» Quoted text:
>> start

If you accept an advice, start reading the main function instead of the types on the top.

I didn't need multimap. Instead of copying the parent block's variables, I only reference the parent container with its index. Just before printing there is a traversal to the top-most block, and it collects all the variables visible in the current block.

#include <algorithm>
#include <cassert>
#include <fstream>
#include <iomanip>
#include <iostream>
#include <map>
#include <stack>
#include <string>
#include <vector>

using namespace std;

typedef string type_t; //type of variable 
typedef string variable_t; //name of variable
typedef string class_t; //name of 'class' (container)

const int NO_PARENT = -1; //top-most

typedef vector<class ClassSymbolTable> symbols_t; //we use vector to preserve order

// main class, it stores symbols of a single class, and references its parent
class ClassSymbolTable {
  class_t _name; //class name
  map<variable_t, type_t> _types; //map of variable types
  vector<variable_t> _variables; //we use this vector to preserve order
  symbols_t& _symbols; //reference to the symbol table
  int _parent_index = NO_PARENT; //reference to parent index in symbol vector


  //!! parent class, nullptr if top-level
  ClassSymbolTable* parent() const { return _parent_index != NO_PARENT ? &_symbols[_parent_index] : nullptr; }

  // does this class directly declares var ?

>> end

Continue the C++ symbol table post above, starting right after its last line.

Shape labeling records
>> start

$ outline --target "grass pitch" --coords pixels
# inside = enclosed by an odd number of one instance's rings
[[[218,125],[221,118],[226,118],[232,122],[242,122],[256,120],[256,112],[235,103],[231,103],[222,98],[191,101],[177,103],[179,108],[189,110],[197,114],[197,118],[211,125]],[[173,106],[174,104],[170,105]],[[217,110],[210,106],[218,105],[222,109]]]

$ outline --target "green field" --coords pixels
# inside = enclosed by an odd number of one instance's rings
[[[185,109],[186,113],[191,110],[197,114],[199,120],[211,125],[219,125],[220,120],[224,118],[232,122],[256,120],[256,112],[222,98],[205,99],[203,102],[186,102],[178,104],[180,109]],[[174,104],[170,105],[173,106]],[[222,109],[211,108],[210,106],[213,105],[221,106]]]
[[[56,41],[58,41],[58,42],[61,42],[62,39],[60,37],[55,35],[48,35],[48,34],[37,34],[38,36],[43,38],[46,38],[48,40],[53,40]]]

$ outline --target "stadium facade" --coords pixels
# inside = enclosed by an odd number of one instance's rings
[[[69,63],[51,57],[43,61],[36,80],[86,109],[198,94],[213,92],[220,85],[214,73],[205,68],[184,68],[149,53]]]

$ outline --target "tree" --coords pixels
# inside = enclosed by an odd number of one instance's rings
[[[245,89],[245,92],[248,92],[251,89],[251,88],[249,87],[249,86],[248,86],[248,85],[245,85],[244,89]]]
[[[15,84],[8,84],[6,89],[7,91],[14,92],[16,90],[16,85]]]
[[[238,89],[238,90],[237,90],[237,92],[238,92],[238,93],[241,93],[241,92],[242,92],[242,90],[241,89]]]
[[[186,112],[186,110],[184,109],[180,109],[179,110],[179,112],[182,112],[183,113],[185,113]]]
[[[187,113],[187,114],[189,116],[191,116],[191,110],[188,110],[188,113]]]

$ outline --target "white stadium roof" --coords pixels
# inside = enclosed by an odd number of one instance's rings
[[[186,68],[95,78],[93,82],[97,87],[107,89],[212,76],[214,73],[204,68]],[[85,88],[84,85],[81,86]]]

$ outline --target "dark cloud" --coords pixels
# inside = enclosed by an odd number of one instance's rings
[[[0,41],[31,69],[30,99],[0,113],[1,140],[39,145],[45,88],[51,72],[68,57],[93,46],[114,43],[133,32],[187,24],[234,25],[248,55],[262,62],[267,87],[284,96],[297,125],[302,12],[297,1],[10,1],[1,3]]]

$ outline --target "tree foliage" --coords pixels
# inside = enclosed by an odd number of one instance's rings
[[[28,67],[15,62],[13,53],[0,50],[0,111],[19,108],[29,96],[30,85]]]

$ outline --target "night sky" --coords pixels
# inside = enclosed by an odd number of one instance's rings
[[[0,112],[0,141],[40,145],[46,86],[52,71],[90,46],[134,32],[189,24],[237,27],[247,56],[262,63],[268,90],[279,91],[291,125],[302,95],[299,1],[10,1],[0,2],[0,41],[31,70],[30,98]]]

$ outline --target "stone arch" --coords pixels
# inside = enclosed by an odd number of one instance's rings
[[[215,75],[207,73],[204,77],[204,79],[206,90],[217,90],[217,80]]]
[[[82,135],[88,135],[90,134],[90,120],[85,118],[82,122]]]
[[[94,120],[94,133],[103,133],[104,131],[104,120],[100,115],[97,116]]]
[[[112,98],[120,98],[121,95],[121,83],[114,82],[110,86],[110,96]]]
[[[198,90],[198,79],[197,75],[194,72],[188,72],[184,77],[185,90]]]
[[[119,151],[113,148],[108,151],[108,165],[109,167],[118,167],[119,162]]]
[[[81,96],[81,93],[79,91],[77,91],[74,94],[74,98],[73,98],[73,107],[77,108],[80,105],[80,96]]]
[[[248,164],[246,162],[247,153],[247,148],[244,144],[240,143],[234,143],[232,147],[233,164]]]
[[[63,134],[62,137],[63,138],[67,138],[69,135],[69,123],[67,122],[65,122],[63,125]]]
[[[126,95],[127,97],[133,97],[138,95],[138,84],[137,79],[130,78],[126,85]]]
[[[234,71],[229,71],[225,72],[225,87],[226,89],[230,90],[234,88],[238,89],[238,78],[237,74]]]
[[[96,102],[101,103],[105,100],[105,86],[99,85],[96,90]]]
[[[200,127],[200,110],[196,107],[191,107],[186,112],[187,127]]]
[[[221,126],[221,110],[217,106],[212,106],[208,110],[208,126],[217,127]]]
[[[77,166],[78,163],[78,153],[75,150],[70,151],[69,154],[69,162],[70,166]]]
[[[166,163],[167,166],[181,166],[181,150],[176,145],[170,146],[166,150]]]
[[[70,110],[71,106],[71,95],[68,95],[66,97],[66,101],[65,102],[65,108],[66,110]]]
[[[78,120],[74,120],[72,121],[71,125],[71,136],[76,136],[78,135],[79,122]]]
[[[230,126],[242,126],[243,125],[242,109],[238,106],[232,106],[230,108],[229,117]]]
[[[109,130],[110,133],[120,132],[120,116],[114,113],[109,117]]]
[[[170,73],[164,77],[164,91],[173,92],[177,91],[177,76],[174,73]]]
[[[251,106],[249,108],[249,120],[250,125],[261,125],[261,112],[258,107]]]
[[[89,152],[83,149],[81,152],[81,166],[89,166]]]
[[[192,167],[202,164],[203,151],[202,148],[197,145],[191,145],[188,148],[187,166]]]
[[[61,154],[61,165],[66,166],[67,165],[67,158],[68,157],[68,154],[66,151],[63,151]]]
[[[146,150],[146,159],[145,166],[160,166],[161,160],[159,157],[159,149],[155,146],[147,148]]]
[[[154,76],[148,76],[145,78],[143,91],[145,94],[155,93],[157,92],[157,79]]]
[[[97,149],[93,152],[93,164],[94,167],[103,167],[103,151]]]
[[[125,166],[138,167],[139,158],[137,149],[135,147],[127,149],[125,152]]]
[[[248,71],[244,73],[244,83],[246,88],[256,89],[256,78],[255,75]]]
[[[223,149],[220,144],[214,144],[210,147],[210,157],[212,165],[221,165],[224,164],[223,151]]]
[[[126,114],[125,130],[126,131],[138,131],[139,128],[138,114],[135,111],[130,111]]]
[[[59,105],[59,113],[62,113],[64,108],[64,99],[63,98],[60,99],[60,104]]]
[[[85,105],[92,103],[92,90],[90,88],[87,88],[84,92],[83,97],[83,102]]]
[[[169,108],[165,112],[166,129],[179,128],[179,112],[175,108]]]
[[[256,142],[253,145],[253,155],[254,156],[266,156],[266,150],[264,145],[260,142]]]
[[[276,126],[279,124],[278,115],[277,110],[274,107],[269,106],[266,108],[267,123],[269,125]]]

>> end

» Expected output:
  bool declares_variable(const variable_t& var) const {
    return _types.find(var) != _types.end();
  }

  // print variable info in desired format
  void print_variable(const variable_t& var) {
    if (declares_variable(var)) {
      cout << " -> <" << _types[var] << ", " << _name << ">";
    }
    if (parent()) {
      parent()->print_variable(var);
    }
  }

  // traverse classes up to top-level and collect variables in order
  void collect_variables_to_print(vector<variable_t>& vars) {
    if (ClassSymbolTable* p = parent()) {
      p->collect_variables_to_print(vars);
      // add variables defined on this level
      vector<variable_t> add_vars;
      for (size_t i = 0; i < _variables.size(); ++i) {
        if (find(vars.begin(), vars.end(), _variables[i]) == vars.end()) {
          // defined on this level
          add_vars.push_back(_variables[i]);
        }
      }
      vars.insert(vars.end(), add_vars.begin(), add_vars.end());
    }
    else {
      //top-level
      vars = _variables;
    }
  }

  // get depth for indentation
  int get_depth() const {
    int depth = 0;
    for (ClassSymbolTable* p = parent(); p; p = p->parent()) {
      ++depth;
    }
    return depth;
  }


  static size_t s_max_class_name_length; //for printing
public:
  // ctor
  ClassSymbolTable(const string& name, int parent_index, symbols_t& symbols)
    : _name(name), _parent_index(parent_index), _symbols(symbols)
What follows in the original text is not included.